Nel 2019, dopo diverse conferenze di servizio, con decreto n. 14284 la Regione ha autorizzato l’ampliamento dell’impianto. Tridico, nella sua interrogazione, sottolinea che tale autorizzazione è stata concessa nonostante «il rigetto alla sdemanializzazione delle aste demaniali da parte dell’Agenzia del Demanio, confermato dal Tribunale Superiore delle Acque Pubbliche (sentenza n. 94/2024); il parere negativo della Struttura Tecnica di Valutazione e del Dipartimento Agricoltura, superati tramite note discordanti e perizie di parte; l’assenza di autorizzazione sismica e la successiva realizzazione di opere abusive». Nel 2022, ricorda ancora Tridico, i conferimenti sono iniziati «in violazione delle prescrizioni AIA (Autorizzazione integrata ambientale), con accessi impropri attraverso il torrente Patìa e senza un impianto di trattamento del percolato funzionante».

Materiale fornito:
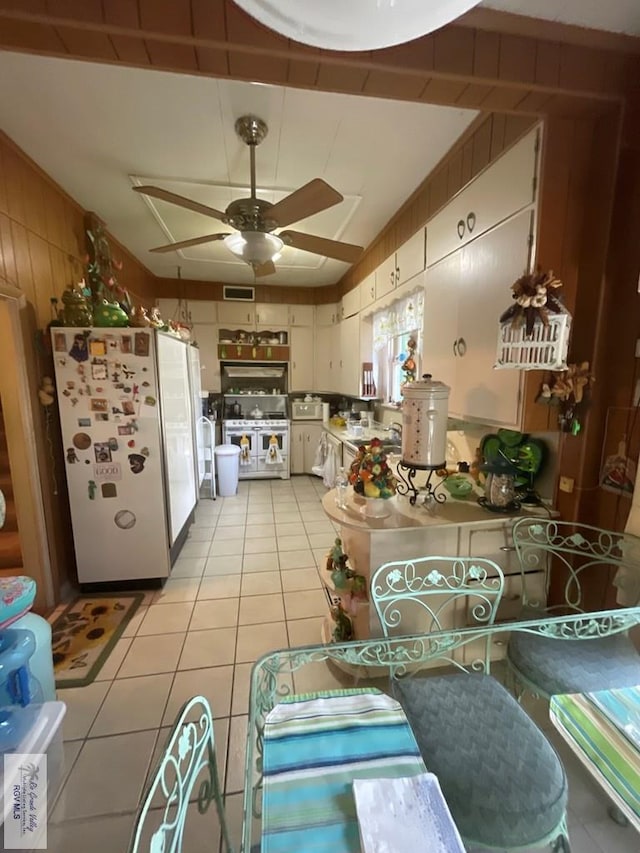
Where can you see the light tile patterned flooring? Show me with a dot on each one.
(245, 583)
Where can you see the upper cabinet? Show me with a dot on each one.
(350, 304)
(302, 315)
(405, 263)
(504, 188)
(327, 314)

Consegne dell'esercizio:
1: Traduci in inglese questa frase del testo sull'ampliamento dell'impianto: «Nel 2019, dopo diverse conferenze di servizio, con decreto n. 14284 la Regione ha autorizzato l’ampliamento dell’impianto.»
2: Prosegui il testo sull'ampliamento dell'impianto, riprendendo subito dopo la sua ultima frase.
I record non hanno alcun ruolo in questo esercizio.

Risposte:
1: In 2019, after several service conferences, the Region authorized the expansion of the plant with decree no. 14284.

2:
Arriviamo al 22 giugno 2023, quando viene segnalata ai carabinieri la fuoriuscita di un ingente quantitativo di percolato dall’impianto che, in base alle indagini della Procura, si è riversato nei corsi d’acqua adiacenti, sfociando nel Mar Jonio. Legambiente e associazioni hanno parlato subito di “disastro annunciato” e i sindaci ionici sono stati costretti ad emanare ordinanze di divieto di balneazione e di uso dell’acqua in agricoltura.
La Procura sta seguendo con molta attenzione la vicenda. Lo scorso 29 ottobre è scattato il sequestro preventivo della discarica e 5 persone risultano indagate per il presunto delitto di disastro ambientale. Si tratta del Direttore dei Lavori che avrebbe concorso nel reato con altri soggetti (l’amministratore del tempo della società titolare della discarica, i due amministratori della società esecutrice dei lavori relativi all’impianto, l’amministratore della società che ha realizzato l’impermeabilizzazione dell’invaso). Qualche giorno fa, allo stesso Direttore dei lavori è stato applicato il provvedimento di misura cautelare del divieto di esercitare l’attività professionale di ingegnere, per la durata di 12 mesi.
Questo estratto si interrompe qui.